_作業内容:_
以下のデータをすべて、一字一句変えずにそのまま返すこと。画像は出力に含めないこと。

_データ一覧:_
+ + + +
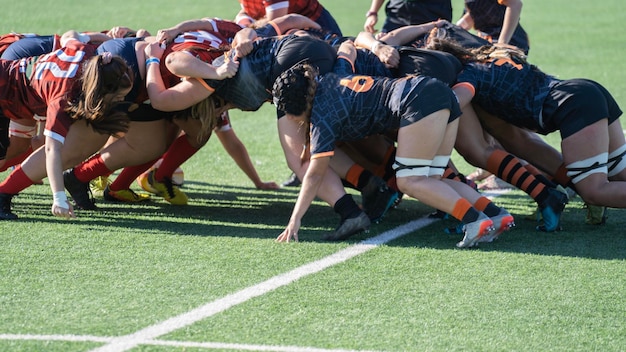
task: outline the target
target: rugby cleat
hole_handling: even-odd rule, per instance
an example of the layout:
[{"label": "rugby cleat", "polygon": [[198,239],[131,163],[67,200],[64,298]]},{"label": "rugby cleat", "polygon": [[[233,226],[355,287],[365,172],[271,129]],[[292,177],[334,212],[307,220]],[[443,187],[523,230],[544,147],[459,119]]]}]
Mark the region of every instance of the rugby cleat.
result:
[{"label": "rugby cleat", "polygon": [[325,235],[322,239],[326,241],[343,241],[352,235],[367,231],[372,222],[364,212],[353,218],[344,219],[335,231]]},{"label": "rugby cleat", "polygon": [[482,236],[478,242],[493,242],[498,239],[498,236],[500,236],[504,231],[508,231],[515,227],[515,219],[504,208],[500,208],[500,213],[491,217],[491,220],[493,221],[495,230]]},{"label": "rugby cleat", "polygon": [[135,193],[132,189],[112,191],[109,186],[104,189],[104,199],[112,202],[139,203],[150,200],[150,195]]},{"label": "rugby cleat", "polygon": [[481,237],[489,235],[494,231],[496,231],[496,228],[493,226],[493,220],[488,217],[470,222],[463,227],[463,239],[459,241],[456,246],[457,248],[473,247],[478,243]]},{"label": "rugby cleat", "polygon": [[17,215],[11,211],[11,200],[15,194],[0,193],[0,220],[16,220]]},{"label": "rugby cleat", "polygon": [[[148,191],[152,192],[154,190],[155,193],[168,201],[172,205],[187,205],[188,198],[185,192],[181,191],[178,186],[172,183],[172,179],[169,177],[163,178],[162,182],[159,182],[155,179],[154,175],[156,174],[156,169],[148,172],[145,176],[145,179],[141,179],[141,187]],[[143,176],[143,175],[142,175]],[[144,187],[144,183],[146,186]]]}]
+ + + +
_出力:_
task: outline the target
target: rugby cleat
hole_handling: even-odd rule, per instance
an example of the layout:
[{"label": "rugby cleat", "polygon": [[198,239],[131,163],[67,200],[64,298]]},{"label": "rugby cleat", "polygon": [[[233,226],[355,287],[365,172],[271,129]],[[292,177],[334,212],[307,220]],[[443,187],[523,230],[544,147],[459,119]]]}]
Mark the region of every instance of the rugby cleat.
result:
[{"label": "rugby cleat", "polygon": [[325,235],[322,239],[326,241],[343,241],[352,235],[367,231],[372,222],[364,212],[353,218],[344,219],[335,231]]},{"label": "rugby cleat", "polygon": [[482,236],[478,242],[493,242],[498,239],[498,236],[500,236],[504,231],[508,231],[515,227],[515,219],[504,208],[500,208],[500,213],[491,217],[491,220],[493,221],[495,230]]},{"label": "rugby cleat", "polygon": [[135,193],[132,189],[112,191],[109,186],[104,189],[104,199],[112,202],[139,203],[150,200],[150,195]]},{"label": "rugby cleat", "polygon": [[481,237],[489,235],[494,231],[496,231],[496,228],[493,226],[493,220],[488,217],[470,222],[463,227],[463,239],[459,241],[456,246],[457,248],[473,247],[478,243]]},{"label": "rugby cleat", "polygon": [[17,215],[11,211],[11,200],[15,194],[0,193],[0,220],[16,220]]},{"label": "rugby cleat", "polygon": [[[148,191],[152,192],[154,190],[155,193],[168,201],[172,205],[187,205],[188,198],[185,192],[181,191],[178,186],[172,183],[172,179],[169,177],[163,178],[162,182],[159,182],[155,179],[154,175],[156,174],[156,169],[148,172],[145,176],[145,179],[141,179],[141,187]],[[143,176],[143,175],[142,175]],[[144,187],[144,183],[146,186]]]}]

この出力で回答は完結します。